━━━ Data section
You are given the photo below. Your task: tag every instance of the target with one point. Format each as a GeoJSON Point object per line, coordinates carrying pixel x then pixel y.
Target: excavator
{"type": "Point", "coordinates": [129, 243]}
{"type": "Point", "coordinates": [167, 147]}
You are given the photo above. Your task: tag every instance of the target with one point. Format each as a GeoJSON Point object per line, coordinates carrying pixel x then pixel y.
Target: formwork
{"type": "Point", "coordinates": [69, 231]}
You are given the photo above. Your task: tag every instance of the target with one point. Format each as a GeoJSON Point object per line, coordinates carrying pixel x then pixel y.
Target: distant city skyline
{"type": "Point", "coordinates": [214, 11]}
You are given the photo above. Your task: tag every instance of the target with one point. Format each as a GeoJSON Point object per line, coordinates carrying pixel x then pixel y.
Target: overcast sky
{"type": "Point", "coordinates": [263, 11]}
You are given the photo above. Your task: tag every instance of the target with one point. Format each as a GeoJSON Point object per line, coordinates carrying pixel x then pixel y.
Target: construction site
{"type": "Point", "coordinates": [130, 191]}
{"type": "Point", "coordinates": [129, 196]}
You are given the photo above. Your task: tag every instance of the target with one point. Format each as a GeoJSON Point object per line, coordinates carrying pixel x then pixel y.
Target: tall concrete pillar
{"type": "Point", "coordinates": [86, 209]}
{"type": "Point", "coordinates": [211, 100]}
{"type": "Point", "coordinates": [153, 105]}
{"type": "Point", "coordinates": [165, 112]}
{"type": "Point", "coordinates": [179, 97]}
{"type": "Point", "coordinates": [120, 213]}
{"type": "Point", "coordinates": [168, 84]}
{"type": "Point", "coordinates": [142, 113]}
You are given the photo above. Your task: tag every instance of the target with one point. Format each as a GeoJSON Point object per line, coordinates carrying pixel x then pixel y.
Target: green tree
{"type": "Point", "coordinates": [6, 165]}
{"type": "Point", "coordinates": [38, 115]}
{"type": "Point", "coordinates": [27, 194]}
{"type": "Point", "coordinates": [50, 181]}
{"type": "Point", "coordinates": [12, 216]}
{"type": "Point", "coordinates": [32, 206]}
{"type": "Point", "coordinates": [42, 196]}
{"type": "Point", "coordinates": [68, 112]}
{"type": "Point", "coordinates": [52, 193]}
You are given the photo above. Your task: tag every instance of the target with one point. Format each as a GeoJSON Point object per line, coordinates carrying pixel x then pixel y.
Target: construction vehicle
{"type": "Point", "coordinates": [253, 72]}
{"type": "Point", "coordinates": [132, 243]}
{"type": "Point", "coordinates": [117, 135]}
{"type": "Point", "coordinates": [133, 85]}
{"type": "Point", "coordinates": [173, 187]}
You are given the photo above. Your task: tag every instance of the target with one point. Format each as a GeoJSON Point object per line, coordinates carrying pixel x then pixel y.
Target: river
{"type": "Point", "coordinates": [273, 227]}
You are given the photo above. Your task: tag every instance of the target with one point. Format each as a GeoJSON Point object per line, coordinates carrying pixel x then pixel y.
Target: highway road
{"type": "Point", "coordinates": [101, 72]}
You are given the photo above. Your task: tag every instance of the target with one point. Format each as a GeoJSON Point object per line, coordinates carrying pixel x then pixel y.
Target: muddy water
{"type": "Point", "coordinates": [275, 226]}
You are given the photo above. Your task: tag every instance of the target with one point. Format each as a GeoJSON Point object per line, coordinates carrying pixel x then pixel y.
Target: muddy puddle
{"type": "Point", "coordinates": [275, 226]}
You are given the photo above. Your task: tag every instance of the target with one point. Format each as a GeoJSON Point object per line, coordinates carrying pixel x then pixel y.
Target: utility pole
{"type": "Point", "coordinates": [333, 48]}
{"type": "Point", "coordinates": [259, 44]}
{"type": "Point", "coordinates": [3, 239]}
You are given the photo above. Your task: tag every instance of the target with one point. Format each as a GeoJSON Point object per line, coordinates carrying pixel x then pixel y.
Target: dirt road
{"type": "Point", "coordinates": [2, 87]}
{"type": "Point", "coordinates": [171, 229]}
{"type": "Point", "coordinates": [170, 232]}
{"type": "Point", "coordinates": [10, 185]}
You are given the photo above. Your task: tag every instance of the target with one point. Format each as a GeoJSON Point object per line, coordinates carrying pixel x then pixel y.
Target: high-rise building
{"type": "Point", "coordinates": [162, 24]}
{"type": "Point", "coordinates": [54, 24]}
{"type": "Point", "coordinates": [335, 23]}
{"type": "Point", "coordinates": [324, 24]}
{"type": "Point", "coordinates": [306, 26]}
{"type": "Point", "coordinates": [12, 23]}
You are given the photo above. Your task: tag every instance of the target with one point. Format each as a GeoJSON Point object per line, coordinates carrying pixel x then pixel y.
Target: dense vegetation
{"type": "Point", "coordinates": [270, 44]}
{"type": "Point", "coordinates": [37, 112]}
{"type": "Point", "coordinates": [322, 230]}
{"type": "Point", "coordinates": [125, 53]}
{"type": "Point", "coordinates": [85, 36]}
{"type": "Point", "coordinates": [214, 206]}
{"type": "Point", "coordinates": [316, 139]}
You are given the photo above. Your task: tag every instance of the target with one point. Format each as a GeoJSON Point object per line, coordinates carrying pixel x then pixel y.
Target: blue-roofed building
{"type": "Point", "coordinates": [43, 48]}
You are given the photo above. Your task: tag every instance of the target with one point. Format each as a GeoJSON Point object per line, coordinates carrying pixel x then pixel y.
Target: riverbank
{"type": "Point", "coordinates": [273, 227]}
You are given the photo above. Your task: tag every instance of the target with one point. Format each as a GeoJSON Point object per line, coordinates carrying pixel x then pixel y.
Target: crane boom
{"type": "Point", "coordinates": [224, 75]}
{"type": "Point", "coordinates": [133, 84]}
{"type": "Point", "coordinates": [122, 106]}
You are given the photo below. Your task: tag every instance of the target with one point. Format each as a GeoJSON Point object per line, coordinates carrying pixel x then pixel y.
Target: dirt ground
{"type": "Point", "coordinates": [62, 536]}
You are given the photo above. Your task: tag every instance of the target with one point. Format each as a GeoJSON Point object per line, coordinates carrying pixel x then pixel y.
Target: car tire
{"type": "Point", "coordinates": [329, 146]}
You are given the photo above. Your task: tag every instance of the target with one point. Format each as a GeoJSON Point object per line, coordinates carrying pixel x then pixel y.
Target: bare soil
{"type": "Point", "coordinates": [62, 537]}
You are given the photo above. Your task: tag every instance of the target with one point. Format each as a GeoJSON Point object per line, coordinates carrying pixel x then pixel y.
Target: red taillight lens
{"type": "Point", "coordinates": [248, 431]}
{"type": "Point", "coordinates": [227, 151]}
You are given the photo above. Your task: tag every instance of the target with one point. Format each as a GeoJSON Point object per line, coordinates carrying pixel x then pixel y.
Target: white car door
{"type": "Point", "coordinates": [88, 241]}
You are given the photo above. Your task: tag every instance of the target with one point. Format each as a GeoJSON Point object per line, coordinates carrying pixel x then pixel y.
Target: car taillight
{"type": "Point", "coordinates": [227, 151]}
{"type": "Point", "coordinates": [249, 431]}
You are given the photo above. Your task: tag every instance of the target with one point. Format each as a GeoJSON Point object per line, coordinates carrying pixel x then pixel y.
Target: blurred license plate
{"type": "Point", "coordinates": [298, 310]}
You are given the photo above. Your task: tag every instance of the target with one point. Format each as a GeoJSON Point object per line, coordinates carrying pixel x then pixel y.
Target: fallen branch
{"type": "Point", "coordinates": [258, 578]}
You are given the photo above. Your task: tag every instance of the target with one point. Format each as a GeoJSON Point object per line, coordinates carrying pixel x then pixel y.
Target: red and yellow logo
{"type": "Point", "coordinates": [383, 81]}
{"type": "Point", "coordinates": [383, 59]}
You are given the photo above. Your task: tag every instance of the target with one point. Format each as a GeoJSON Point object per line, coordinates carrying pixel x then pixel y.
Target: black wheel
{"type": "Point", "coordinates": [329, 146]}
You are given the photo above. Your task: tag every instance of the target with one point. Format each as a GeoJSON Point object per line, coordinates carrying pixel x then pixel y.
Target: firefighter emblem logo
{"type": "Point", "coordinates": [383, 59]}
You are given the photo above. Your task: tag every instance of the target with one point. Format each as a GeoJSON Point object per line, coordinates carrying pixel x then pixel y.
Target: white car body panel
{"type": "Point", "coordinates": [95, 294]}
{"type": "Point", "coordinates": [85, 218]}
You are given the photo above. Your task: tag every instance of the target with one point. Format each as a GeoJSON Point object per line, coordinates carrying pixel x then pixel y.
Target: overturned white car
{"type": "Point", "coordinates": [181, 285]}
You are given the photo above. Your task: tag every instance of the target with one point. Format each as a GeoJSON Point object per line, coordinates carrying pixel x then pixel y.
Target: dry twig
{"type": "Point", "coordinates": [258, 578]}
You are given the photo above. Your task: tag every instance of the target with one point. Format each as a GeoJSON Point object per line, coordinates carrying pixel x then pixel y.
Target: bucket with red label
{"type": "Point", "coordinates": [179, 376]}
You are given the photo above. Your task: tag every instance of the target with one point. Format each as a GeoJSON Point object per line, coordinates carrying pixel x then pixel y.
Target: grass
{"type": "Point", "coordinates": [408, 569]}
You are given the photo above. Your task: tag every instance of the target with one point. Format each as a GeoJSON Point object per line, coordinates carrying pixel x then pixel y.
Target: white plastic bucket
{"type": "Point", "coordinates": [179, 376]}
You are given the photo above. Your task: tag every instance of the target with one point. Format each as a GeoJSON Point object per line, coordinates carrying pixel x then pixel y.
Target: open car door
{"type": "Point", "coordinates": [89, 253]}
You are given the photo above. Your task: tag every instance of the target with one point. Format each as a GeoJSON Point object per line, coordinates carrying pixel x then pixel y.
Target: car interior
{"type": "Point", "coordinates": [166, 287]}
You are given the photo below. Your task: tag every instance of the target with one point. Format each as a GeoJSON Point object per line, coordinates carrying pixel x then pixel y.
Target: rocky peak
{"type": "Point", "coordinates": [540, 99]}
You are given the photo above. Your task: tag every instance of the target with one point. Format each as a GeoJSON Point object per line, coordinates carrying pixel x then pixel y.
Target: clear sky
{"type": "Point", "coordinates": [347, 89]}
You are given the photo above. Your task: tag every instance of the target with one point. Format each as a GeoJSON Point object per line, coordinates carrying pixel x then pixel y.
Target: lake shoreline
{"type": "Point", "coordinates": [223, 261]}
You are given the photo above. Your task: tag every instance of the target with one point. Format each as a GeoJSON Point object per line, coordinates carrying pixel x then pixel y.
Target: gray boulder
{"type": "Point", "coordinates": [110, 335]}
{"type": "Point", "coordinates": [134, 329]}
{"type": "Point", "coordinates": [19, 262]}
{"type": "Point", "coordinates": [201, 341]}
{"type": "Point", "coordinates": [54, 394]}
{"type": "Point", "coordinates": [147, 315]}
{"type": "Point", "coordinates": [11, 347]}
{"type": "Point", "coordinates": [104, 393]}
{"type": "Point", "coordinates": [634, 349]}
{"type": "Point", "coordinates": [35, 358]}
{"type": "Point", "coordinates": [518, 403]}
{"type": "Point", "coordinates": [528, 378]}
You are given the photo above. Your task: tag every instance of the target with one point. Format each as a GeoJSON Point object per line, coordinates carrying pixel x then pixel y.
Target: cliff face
━━━━━━
*Goal:*
Show every line in the entries above that contains the word "door". Case counts, so match capitalization exactly.

*The solution:*
Target: white car door
Target: open car door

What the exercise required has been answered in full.